WORK ITEM: Take the listing below and print exactly the lines starting at the line containing "Task: indicate the car taillight" and ending at the line containing "Task: indicate the cyclist in", both ends included, and no others.

INPUT FOR THIS TASK:
====
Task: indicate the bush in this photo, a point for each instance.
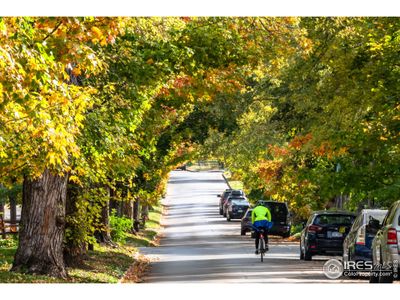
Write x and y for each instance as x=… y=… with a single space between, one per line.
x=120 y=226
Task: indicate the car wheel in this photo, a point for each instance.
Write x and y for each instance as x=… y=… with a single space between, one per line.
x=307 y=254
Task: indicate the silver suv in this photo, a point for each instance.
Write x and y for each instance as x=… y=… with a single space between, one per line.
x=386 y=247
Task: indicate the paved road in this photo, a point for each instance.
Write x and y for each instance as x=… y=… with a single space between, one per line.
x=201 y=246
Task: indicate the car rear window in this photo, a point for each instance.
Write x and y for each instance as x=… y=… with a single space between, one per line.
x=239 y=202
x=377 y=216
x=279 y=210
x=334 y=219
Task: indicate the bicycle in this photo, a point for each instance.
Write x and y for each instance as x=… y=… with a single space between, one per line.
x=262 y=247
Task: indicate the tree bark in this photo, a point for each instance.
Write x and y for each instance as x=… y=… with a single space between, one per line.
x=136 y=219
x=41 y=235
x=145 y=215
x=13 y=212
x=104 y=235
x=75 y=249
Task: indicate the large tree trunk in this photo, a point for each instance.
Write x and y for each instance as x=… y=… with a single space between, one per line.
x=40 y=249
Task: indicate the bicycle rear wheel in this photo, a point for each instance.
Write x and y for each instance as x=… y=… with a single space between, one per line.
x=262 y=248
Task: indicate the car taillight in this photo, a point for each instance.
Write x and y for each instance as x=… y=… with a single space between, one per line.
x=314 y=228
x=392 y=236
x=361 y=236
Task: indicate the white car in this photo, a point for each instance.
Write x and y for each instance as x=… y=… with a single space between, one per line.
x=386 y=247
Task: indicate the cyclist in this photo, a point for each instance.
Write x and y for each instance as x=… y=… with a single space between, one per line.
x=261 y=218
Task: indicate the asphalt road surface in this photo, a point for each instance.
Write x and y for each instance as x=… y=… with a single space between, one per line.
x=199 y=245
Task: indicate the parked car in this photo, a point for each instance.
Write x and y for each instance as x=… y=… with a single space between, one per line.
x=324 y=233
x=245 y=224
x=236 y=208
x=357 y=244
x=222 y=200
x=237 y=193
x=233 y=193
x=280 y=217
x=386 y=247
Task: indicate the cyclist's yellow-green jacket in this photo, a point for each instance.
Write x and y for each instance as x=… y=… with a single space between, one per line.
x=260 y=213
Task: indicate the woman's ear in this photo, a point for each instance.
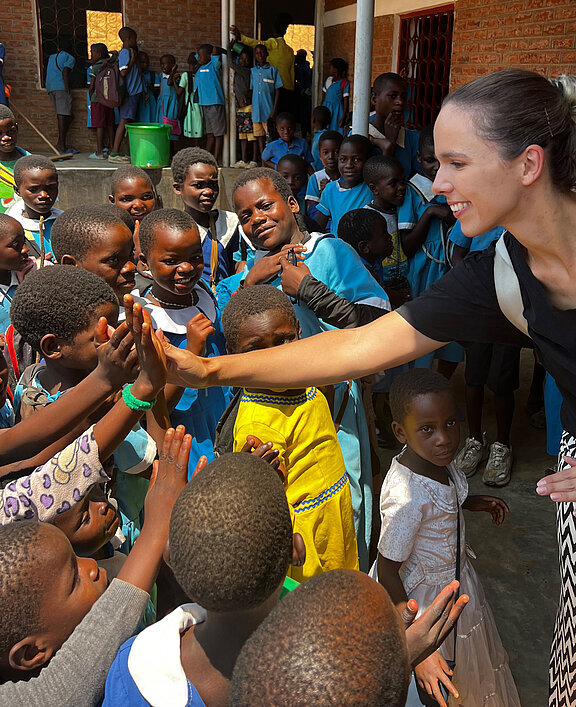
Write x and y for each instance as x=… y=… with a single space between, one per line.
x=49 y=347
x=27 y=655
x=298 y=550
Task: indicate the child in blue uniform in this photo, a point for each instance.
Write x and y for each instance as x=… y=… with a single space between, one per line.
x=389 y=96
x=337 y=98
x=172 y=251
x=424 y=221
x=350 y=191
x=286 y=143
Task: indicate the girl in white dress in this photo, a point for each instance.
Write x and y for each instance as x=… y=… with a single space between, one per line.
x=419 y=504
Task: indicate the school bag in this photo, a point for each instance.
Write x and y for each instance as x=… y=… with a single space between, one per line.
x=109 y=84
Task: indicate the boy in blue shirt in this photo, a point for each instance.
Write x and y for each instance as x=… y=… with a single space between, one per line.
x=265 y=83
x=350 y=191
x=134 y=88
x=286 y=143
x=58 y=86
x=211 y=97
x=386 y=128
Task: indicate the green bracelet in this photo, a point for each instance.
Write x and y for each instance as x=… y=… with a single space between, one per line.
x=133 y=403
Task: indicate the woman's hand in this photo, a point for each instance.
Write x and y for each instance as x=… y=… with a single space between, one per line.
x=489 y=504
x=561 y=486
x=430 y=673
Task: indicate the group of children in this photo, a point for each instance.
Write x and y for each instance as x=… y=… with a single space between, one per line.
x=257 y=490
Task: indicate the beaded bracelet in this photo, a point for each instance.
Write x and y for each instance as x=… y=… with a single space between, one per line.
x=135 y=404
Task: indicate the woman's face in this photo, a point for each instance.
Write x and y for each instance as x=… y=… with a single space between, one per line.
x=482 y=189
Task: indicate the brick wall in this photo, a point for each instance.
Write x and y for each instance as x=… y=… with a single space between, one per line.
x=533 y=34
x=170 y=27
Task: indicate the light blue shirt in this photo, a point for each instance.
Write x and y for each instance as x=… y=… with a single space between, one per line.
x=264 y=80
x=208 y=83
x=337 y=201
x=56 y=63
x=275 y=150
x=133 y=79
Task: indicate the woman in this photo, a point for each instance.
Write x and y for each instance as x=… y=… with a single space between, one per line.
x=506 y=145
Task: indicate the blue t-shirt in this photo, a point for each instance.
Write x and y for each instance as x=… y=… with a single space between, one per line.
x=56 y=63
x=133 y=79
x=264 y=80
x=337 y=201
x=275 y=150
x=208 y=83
====
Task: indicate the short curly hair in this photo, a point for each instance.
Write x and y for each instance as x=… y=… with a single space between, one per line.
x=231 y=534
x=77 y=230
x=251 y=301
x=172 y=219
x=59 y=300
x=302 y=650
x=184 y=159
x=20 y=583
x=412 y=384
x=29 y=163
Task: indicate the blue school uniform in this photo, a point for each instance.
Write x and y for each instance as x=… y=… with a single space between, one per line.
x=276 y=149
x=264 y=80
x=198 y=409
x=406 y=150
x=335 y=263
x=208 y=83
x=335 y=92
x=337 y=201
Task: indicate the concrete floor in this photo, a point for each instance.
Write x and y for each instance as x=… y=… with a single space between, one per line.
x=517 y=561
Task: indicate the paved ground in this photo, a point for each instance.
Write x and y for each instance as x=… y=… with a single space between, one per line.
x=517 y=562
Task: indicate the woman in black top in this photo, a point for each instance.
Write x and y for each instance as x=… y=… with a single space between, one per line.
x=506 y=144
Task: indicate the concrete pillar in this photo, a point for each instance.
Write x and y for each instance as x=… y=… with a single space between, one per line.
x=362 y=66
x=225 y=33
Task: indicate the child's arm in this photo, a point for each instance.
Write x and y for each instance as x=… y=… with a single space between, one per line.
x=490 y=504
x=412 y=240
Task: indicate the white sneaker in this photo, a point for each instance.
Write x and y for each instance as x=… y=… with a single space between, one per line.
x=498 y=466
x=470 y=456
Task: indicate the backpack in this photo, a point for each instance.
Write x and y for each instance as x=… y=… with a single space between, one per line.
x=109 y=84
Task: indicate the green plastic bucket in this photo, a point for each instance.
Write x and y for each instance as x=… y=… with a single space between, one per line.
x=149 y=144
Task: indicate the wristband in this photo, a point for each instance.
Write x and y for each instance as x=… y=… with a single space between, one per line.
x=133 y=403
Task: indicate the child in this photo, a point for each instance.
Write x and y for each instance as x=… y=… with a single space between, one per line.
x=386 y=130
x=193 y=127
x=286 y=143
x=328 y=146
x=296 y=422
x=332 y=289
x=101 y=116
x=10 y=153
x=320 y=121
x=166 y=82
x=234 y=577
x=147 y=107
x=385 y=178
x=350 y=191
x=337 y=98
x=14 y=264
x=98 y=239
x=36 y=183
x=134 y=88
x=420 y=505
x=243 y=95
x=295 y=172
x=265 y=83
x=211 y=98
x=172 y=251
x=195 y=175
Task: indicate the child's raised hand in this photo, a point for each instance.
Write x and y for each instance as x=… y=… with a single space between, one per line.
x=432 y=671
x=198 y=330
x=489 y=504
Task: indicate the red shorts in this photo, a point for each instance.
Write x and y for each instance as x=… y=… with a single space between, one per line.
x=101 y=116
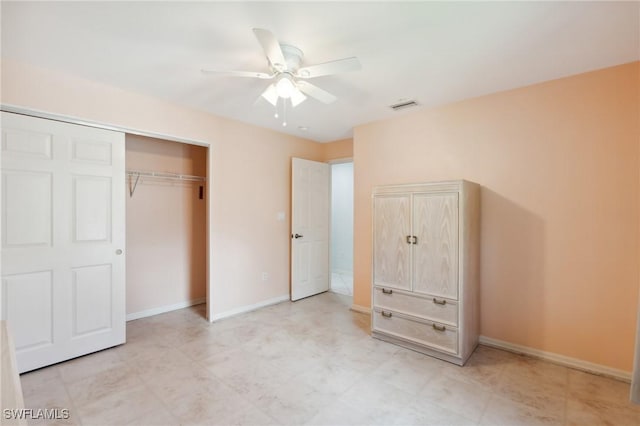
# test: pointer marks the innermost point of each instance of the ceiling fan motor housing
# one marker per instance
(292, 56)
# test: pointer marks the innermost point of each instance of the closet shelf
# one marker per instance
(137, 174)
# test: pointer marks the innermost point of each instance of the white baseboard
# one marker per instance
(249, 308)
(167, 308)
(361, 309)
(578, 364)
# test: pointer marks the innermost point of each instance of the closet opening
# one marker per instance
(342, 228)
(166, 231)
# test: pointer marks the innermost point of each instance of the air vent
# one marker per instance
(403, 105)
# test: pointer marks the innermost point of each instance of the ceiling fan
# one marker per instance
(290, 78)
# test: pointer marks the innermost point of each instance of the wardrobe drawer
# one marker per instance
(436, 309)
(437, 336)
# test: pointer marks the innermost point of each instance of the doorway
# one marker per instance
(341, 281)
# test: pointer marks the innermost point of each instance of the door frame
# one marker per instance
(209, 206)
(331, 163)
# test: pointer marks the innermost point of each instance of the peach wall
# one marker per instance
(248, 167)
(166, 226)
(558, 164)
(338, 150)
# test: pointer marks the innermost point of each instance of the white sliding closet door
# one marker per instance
====
ANSWER SECTION:
Task: indicate the car taillight in this photo, a point for each instance.
Write x and y for each instance as x=… y=… with a single space between, one per line.
x=314 y=228
x=392 y=236
x=361 y=236
Task: indicate the white car in this photo, a point for each instance.
Write x and y for each instance as x=… y=… with a single space between, one per line.
x=386 y=247
Task: indicate the cyclist in this photo, a point for each instance.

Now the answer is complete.